[Stored data entries]
== Segment start ==

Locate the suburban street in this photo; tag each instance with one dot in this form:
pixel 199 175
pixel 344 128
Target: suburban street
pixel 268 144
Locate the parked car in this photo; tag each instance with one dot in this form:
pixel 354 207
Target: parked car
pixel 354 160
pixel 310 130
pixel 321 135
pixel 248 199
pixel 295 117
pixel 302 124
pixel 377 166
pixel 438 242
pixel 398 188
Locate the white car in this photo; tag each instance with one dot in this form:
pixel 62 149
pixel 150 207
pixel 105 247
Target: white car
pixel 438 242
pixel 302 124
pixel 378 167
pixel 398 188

== Segment end ==

WORK INSTRUCTION ->
From the records above, transcribe without alteration every line from the one with "pixel 354 207" to the one with "pixel 150 207", inclusive.

SOLUTION ->
pixel 354 207
Target: parked car
pixel 354 160
pixel 310 130
pixel 321 135
pixel 248 199
pixel 295 117
pixel 302 124
pixel 377 166
pixel 438 242
pixel 398 188
Locate the white car in this photo; tag each instance with one dot in this form:
pixel 62 149
pixel 150 207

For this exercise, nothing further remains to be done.